• [WHAT TO WORK ON]:
Output the lines below word for word, leaving out the picture.
======== INPUT RECORDS
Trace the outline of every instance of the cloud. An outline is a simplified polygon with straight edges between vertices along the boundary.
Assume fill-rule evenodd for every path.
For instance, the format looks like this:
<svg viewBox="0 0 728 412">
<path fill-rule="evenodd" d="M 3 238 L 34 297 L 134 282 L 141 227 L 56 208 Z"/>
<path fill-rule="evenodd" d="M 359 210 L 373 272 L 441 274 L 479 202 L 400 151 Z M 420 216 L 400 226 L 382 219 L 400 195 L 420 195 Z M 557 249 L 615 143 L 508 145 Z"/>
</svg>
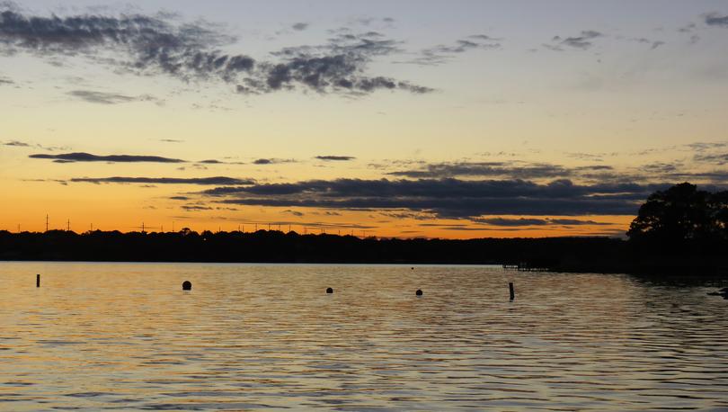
================
• [FINISHED TASK]:
Trace the outline of every instance of the cloud. An outline is a simplified polygon with straight edges between vertices along the boundary.
Assume fill-rule evenodd for every path.
For instance, the format looks like this:
<svg viewBox="0 0 728 412">
<path fill-rule="evenodd" d="M 3 238 L 34 297 L 134 282 L 141 227 L 56 208 Z"/>
<path fill-rule="evenodd" d="M 359 210 L 373 272 L 441 274 L 479 202 L 400 151 Z M 420 216 L 400 226 L 382 219 L 400 195 L 420 195 Z M 557 249 L 615 143 L 508 145 Z"/>
</svg>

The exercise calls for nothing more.